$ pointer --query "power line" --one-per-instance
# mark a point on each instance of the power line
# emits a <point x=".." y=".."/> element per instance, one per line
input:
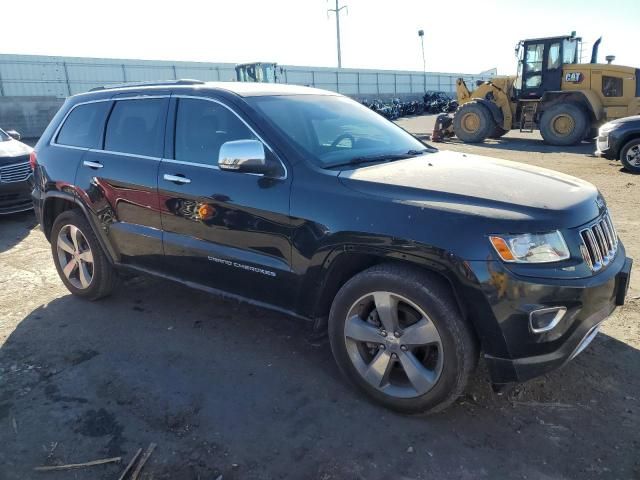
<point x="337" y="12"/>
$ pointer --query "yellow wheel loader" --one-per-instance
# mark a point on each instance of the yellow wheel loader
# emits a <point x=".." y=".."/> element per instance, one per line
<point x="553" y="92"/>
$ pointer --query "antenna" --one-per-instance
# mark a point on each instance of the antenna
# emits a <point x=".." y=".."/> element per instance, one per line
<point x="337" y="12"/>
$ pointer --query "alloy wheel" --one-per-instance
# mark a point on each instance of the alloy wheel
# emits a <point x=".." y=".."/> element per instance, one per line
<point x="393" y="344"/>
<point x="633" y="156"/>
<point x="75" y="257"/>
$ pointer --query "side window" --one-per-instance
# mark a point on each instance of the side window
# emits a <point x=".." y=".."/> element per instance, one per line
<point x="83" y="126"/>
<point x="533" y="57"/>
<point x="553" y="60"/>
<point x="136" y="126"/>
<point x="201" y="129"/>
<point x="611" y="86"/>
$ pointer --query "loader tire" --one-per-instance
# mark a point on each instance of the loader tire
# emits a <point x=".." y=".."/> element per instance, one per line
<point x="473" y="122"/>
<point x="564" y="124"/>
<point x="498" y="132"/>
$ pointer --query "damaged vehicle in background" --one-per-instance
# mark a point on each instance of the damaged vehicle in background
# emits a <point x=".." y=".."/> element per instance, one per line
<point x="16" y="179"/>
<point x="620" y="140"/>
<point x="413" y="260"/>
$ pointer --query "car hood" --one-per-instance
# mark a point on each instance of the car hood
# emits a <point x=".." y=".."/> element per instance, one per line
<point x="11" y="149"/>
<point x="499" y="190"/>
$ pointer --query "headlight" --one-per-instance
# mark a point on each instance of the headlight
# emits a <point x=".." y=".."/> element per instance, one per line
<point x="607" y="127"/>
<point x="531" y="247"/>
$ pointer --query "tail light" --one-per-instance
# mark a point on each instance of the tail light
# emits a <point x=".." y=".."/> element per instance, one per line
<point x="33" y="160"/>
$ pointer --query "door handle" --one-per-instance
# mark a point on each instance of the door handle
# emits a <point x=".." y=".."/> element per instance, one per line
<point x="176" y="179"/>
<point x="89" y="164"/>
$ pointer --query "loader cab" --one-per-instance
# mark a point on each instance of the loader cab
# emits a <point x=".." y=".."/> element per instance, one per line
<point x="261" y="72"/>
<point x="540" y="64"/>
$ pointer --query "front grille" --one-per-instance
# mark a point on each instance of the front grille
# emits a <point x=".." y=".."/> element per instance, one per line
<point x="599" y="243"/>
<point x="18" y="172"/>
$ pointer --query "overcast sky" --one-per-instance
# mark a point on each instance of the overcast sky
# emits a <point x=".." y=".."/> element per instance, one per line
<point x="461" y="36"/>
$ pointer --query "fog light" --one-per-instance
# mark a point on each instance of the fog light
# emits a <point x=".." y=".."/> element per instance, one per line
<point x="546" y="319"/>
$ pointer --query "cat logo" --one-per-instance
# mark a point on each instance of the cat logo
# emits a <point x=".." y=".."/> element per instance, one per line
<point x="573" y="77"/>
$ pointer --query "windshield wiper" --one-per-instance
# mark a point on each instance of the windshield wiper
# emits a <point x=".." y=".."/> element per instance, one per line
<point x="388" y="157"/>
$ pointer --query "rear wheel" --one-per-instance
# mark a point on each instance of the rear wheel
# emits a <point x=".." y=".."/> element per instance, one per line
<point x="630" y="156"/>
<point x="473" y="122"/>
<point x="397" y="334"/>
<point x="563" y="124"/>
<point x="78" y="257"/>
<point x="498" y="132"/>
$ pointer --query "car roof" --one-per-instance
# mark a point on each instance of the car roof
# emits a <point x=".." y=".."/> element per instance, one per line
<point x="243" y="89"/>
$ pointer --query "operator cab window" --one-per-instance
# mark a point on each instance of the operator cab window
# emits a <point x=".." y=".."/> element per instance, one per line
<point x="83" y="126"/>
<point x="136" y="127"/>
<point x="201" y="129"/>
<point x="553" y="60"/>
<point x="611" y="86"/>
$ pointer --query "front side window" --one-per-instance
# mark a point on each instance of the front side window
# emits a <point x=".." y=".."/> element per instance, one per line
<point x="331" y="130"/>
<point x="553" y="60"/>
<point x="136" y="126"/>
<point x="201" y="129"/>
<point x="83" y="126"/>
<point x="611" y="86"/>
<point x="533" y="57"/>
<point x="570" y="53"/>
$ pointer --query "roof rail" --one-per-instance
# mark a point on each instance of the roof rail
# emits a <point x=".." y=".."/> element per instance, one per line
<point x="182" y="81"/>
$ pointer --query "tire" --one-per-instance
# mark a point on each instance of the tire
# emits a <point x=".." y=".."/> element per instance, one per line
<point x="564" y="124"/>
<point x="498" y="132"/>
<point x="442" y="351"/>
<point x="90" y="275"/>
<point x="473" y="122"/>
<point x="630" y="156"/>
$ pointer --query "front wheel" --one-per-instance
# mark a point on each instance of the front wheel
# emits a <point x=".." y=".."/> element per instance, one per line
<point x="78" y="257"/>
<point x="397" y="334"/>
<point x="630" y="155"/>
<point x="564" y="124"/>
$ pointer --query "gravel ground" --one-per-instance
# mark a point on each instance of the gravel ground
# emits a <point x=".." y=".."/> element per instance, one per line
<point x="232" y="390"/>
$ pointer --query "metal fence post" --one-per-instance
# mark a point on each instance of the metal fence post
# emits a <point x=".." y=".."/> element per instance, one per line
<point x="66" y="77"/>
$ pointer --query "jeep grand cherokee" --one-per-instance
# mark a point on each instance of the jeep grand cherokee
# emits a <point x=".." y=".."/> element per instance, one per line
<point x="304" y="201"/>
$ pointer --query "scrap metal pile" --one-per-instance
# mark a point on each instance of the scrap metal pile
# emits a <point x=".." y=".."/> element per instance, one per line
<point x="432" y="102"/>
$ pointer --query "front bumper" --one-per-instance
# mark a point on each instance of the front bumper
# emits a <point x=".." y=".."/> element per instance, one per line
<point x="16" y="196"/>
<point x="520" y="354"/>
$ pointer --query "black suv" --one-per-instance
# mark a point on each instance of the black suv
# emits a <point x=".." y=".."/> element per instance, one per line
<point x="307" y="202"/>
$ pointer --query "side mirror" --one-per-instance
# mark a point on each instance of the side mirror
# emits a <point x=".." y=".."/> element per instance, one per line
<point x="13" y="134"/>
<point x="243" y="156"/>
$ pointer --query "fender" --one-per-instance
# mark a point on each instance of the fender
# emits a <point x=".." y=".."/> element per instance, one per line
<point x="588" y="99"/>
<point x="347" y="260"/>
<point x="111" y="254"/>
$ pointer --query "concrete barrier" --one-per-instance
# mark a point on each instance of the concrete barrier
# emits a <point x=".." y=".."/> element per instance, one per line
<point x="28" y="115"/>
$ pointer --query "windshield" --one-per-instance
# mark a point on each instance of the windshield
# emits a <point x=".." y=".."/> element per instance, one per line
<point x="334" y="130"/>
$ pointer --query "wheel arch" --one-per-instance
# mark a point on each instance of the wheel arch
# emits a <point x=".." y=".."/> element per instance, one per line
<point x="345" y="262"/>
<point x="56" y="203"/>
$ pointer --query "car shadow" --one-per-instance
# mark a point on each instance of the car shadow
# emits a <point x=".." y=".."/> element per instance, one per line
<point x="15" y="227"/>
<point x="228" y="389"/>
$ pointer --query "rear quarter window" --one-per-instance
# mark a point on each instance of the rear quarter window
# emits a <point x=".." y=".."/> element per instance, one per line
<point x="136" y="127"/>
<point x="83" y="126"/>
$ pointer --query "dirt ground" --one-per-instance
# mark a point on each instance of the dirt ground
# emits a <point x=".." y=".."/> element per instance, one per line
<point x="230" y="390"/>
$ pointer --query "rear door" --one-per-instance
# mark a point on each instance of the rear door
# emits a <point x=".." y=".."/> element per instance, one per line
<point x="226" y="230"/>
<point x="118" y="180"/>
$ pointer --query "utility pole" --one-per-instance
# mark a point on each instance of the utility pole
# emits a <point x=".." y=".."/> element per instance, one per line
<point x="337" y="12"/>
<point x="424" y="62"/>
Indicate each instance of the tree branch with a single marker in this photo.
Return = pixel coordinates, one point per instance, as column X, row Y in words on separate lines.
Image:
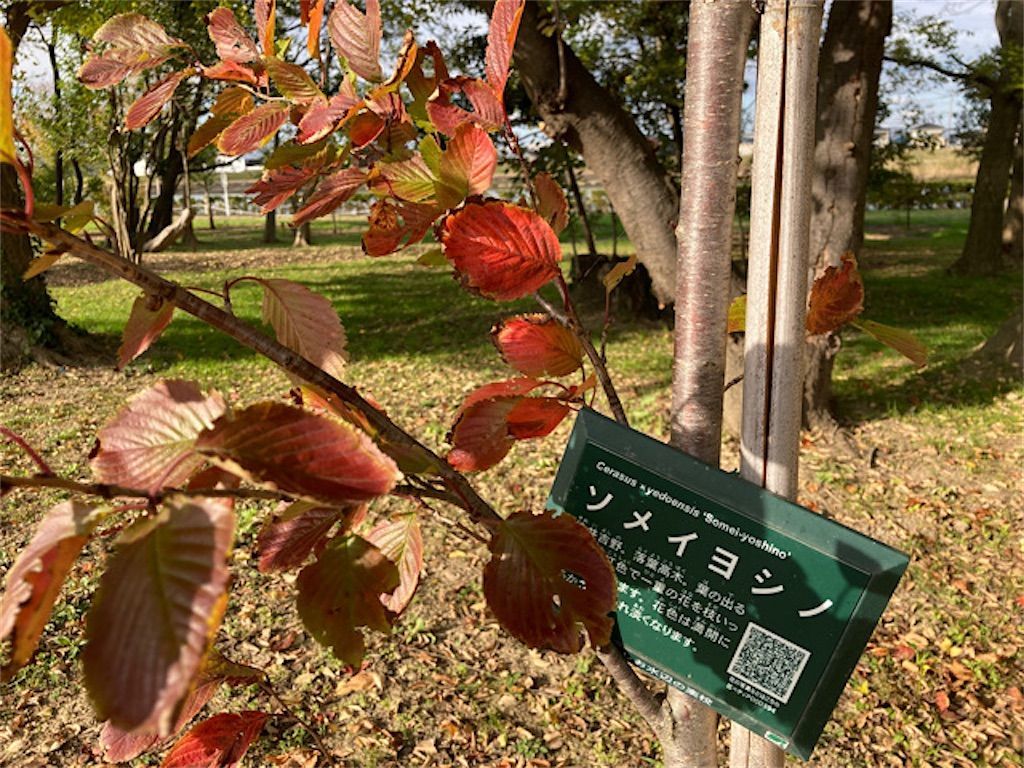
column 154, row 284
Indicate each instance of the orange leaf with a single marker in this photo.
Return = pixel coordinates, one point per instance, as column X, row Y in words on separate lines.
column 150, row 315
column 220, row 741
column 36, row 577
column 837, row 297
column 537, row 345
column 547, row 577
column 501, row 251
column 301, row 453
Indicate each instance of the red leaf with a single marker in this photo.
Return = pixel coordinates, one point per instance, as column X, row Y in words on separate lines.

• _Problem to solve_: Go through the entries and return each line where the word "scrap" occurs.

• _Written solution_:
$ pointer --query "scrap metal pile" --one-per-instance
# mark a point on each instance of the scrap metal pile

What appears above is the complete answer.